### Task description
Starting at the line that contains "the dresser drawer." in the listing below, write out every line word for word until you have written the line that contains "wooden fan blade.".
* * * * * * *
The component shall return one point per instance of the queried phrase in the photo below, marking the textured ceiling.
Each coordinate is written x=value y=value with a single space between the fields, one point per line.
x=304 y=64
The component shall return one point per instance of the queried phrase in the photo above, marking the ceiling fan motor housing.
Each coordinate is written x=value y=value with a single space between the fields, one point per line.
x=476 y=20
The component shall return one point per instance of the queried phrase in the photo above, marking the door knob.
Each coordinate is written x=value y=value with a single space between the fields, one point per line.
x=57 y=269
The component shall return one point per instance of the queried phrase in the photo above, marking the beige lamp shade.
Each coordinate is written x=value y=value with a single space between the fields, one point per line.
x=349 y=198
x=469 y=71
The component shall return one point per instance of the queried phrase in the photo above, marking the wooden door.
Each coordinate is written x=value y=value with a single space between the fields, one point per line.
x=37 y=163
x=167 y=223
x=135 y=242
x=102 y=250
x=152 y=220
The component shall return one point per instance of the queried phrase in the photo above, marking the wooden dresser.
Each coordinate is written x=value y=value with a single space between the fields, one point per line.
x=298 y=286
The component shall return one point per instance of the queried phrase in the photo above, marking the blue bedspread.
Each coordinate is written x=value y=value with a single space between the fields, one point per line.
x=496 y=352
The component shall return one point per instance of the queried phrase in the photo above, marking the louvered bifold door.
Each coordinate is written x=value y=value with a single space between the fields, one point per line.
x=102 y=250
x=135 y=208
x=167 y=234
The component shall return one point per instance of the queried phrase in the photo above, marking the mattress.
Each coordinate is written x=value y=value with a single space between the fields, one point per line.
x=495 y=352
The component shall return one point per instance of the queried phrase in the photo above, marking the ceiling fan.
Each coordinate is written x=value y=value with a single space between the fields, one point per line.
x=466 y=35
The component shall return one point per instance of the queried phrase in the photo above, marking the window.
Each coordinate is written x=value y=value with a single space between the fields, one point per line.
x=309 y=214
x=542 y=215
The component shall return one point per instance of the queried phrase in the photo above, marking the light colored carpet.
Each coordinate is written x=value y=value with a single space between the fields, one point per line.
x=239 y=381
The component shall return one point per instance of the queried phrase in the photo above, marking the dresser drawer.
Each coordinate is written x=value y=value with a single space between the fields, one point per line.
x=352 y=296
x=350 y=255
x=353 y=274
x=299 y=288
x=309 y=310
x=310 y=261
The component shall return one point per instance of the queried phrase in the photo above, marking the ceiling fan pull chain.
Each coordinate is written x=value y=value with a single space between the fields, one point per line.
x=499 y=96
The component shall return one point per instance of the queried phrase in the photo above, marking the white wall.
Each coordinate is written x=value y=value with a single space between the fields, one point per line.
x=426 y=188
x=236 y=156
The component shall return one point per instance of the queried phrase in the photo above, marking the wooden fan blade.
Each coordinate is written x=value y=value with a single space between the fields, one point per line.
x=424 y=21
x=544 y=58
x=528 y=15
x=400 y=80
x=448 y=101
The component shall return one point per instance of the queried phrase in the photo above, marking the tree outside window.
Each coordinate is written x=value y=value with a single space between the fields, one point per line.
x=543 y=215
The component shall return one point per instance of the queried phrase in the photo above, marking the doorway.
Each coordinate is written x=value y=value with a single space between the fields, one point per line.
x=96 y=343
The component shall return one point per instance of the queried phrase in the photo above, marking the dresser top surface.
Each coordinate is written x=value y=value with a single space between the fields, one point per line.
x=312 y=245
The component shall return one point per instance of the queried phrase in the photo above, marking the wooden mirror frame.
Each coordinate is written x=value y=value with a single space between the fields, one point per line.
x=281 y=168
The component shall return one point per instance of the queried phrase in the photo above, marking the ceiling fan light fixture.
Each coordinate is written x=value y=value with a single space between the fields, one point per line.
* * * * * * *
### Output below
The component shall return one point per instance of the queried phrase in the photo above, marking the dresser drawer.
Each coordinate is written x=value y=value with a single space between the fields, one point per line.
x=352 y=296
x=350 y=255
x=353 y=274
x=299 y=288
x=309 y=310
x=310 y=261
The component shall return one point per instance of the queried phrase in the photo above, marking the ceiling fan pull chain.
Each coordinate is written x=value y=value with a single space between the fields, one point per line.
x=499 y=96
The component shall return one point per instance of the queried phrase in the photo above, marking the white wall.
Each coordinate is written x=value y=value with a single space between the fields, one point per line.
x=426 y=188
x=236 y=156
The component shall return one point per instance of the queried phrase in the photo above, marking the wooden fan blade.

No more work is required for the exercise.